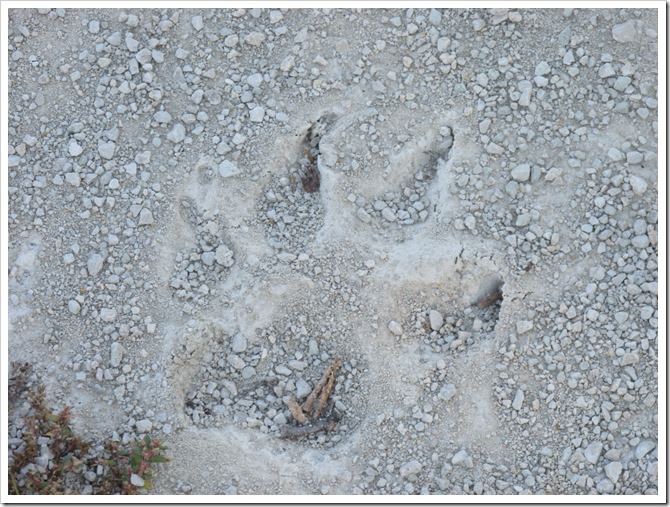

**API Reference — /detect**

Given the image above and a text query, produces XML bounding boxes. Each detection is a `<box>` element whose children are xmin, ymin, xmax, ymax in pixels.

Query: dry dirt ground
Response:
<box><xmin>6</xmin><ymin>6</ymin><xmax>661</xmax><ymax>497</ymax></box>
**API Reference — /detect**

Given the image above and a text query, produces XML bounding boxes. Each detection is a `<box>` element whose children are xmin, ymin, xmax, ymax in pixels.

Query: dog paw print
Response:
<box><xmin>257</xmin><ymin>117</ymin><xmax>333</xmax><ymax>252</ymax></box>
<box><xmin>168</xmin><ymin>197</ymin><xmax>235</xmax><ymax>311</ymax></box>
<box><xmin>354</xmin><ymin>126</ymin><xmax>454</xmax><ymax>227</ymax></box>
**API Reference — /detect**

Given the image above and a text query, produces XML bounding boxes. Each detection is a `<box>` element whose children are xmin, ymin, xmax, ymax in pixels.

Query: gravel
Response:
<box><xmin>6</xmin><ymin>6</ymin><xmax>659</xmax><ymax>498</ymax></box>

__EXERCISE DESCRIPTION__: Copy the data word for word and omit every picture.

__EXERCISE SOLUTION__:
**API Reference — /detect**

Given the image above and a text query, produces XML bounding boxes. Each detection is a `<box>` element whose children are xmin, ymin, xmax, ymax in pixels.

Query: dry dirt ground
Response:
<box><xmin>6</xmin><ymin>6</ymin><xmax>661</xmax><ymax>497</ymax></box>
**API Reference — /detect**

Given the image above and a text query, produces XML bounding boxes. Each detection is a `<box>` element whose children are xmin, ymin, xmax, ymax in pixels.

Query: dog paw print
Response:
<box><xmin>257</xmin><ymin>117</ymin><xmax>333</xmax><ymax>252</ymax></box>
<box><xmin>168</xmin><ymin>197</ymin><xmax>235</xmax><ymax>311</ymax></box>
<box><xmin>354</xmin><ymin>126</ymin><xmax>454</xmax><ymax>227</ymax></box>
**API Reference — /detect**

Given the image above and a text query, produces XML bounding boxes. Each detection is a `<box>` element whose children are xmin, ymin, xmax, ymax in pixels.

Query: gravel
Response:
<box><xmin>6</xmin><ymin>6</ymin><xmax>659</xmax><ymax>498</ymax></box>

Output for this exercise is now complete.